- PROBLEM STATEMENT: Please copy the records word for word, from their first line through the line containing "pixel 125 399", including both of those lines. Leave the pictures out of your copy.

- ITEMS:
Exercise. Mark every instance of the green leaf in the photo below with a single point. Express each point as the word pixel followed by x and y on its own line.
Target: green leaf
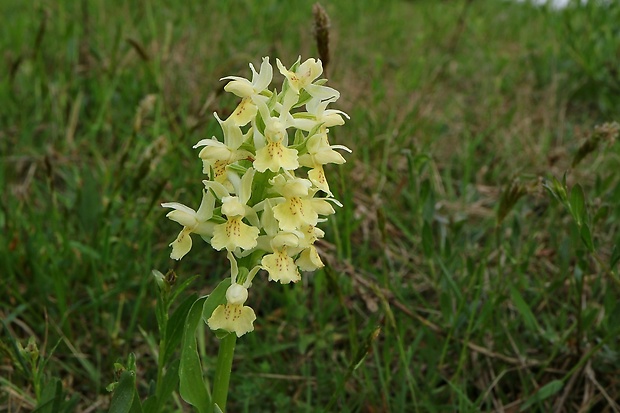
pixel 217 297
pixel 509 199
pixel 191 385
pixel 528 316
pixel 170 382
pixel 125 399
pixel 174 330
pixel 543 393
pixel 51 397
pixel 578 204
pixel 586 237
pixel 557 189
pixel 427 240
pixel 615 257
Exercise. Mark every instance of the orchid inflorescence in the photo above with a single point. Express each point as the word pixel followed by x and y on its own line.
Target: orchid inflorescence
pixel 254 203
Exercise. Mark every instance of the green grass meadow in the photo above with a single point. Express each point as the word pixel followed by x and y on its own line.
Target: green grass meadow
pixel 473 266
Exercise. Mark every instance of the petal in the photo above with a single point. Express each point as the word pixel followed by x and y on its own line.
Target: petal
pixel 240 87
pixel 322 92
pixel 317 176
pixel 182 217
pixel 234 233
pixel 232 207
pixel 181 245
pixel 264 78
pixel 274 156
pixel 236 294
pixel 244 112
pixel 205 212
pixel 281 267
pixel 177 206
pixel 309 260
pixel 233 318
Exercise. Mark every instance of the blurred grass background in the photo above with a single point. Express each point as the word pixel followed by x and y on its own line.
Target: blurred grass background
pixel 478 279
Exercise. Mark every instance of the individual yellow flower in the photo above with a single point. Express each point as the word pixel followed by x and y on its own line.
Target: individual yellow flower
pixel 303 77
pixel 318 114
pixel 320 152
pixel 272 150
pixel 298 208
pixel 216 155
pixel 246 110
pixel 235 233
pixel 192 221
pixel 233 316
pixel 280 265
pixel 309 259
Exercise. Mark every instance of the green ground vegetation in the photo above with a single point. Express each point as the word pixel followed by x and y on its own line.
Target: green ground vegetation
pixel 472 267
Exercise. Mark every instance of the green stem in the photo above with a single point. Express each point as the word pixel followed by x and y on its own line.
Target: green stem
pixel 222 371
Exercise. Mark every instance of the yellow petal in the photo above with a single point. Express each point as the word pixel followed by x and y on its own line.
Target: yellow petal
pixel 233 318
pixel 234 233
pixel 280 267
pixel 181 245
pixel 274 156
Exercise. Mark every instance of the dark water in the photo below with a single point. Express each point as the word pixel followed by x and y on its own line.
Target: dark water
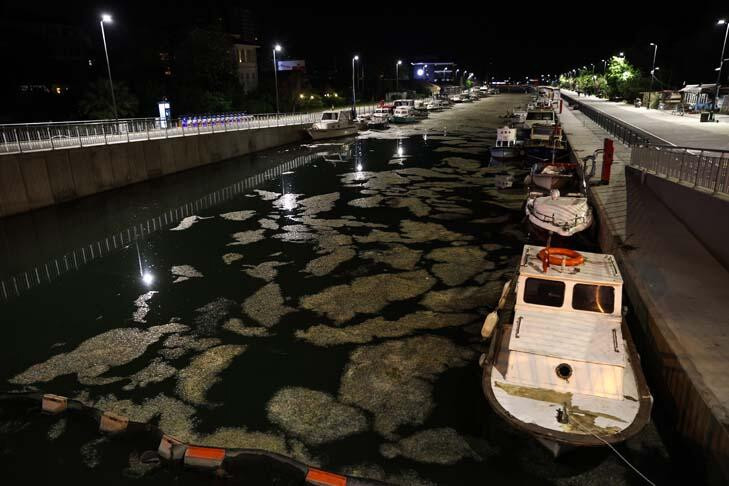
pixel 321 302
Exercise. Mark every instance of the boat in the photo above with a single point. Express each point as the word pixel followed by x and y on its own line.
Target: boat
pixel 404 114
pixel 551 175
pixel 507 146
pixel 555 214
pixel 333 123
pixel 380 119
pixel 562 365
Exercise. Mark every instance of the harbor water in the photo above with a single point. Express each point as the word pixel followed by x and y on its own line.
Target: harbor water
pixel 323 301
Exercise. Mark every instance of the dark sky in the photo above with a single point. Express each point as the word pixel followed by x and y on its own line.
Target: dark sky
pixel 502 39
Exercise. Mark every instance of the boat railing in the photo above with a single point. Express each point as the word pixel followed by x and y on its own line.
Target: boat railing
pixel 706 169
pixel 39 137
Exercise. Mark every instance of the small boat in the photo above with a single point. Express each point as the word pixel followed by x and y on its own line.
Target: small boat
pixel 333 123
pixel 404 114
pixel 564 216
pixel 380 119
pixel 551 175
pixel 507 146
pixel 562 366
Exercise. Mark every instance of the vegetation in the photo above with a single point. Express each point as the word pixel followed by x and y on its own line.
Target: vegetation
pixel 621 80
pixel 97 104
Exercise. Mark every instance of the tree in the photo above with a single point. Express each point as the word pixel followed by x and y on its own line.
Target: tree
pixel 96 102
pixel 205 78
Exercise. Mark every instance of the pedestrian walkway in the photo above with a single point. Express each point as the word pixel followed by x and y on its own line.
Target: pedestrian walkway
pixel 682 131
pixel 680 294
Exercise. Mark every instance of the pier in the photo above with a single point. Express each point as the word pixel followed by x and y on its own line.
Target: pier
pixel 664 215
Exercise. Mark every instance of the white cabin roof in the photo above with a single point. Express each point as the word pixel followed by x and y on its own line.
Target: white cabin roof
pixel 598 268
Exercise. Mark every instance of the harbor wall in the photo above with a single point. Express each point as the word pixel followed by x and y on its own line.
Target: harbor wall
pixel 690 420
pixel 34 180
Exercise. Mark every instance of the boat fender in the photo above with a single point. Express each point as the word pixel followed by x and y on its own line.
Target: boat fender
pixel 207 457
pixel 112 423
pixel 54 404
pixel 171 448
pixel 317 477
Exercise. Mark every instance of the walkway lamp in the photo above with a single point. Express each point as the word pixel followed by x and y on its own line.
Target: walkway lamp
pixel 107 18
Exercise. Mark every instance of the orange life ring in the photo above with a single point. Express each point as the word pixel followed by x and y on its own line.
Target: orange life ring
pixel 571 258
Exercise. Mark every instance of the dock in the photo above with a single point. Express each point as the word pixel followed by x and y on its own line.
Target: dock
pixel 675 269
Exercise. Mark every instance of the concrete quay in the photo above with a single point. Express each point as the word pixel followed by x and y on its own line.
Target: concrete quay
pixel 34 180
pixel 679 291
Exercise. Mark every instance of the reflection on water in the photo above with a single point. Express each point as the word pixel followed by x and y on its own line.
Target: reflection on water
pixel 331 314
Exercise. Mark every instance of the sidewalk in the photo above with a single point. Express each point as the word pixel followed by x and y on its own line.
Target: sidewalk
pixel 680 298
pixel 686 131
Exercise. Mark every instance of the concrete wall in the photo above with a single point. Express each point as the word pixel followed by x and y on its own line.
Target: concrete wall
pixel 705 215
pixel 35 180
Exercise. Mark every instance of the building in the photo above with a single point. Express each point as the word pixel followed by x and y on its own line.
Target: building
pixel 434 72
pixel 246 58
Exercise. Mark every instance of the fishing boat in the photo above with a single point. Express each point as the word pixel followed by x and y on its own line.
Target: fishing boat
pixel 380 119
pixel 562 366
pixel 555 214
pixel 404 114
pixel 333 123
pixel 551 175
pixel 507 146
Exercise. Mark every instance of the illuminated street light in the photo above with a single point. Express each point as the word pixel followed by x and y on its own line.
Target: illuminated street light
pixel 107 18
pixel 276 48
pixel 721 62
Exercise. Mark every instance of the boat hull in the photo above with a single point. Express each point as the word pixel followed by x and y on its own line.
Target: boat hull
pixel 317 134
pixel 559 442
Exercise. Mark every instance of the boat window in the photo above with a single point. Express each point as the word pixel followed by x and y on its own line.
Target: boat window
pixel 544 292
pixel 537 115
pixel 595 298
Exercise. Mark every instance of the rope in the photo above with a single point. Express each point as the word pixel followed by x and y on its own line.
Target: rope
pixel 616 452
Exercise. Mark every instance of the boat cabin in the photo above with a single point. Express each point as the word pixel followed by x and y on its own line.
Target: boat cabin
pixel 566 334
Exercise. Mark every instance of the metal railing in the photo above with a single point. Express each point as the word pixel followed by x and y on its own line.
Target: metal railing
pixel 702 168
pixel 626 133
pixel 34 137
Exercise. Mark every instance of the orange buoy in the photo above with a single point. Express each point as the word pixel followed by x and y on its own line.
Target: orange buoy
pixel 559 256
pixel 204 456
pixel 318 477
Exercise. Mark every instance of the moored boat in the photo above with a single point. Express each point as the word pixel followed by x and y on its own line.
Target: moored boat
pixel 564 369
pixel 333 123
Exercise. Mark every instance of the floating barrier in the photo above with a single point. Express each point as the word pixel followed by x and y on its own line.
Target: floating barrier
pixel 171 451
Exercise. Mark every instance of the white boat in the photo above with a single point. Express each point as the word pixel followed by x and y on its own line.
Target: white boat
pixel 556 214
pixel 551 175
pixel 507 146
pixel 333 123
pixel 380 119
pixel 404 114
pixel 565 368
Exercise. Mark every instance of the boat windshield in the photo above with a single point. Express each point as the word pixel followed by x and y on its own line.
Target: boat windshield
pixel 544 292
pixel 595 298
pixel 540 115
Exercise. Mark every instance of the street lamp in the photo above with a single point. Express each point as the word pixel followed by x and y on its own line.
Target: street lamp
pixel 653 68
pixel 276 48
pixel 354 93
pixel 107 18
pixel 721 62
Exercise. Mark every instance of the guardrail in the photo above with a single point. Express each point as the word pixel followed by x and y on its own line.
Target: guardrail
pixel 34 137
pixel 702 168
pixel 626 133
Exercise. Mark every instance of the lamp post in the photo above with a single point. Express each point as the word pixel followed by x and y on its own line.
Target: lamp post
pixel 721 63
pixel 354 93
pixel 276 48
pixel 107 18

- TASK RESULT:
Exercise. Mark every instance of the green leaf in the photo below with a single point. Express each point as the word pixel followed by x and y on its own line.
Target: green leaf
pixel 217 297
pixel 509 199
pixel 191 385
pixel 528 316
pixel 170 382
pixel 125 399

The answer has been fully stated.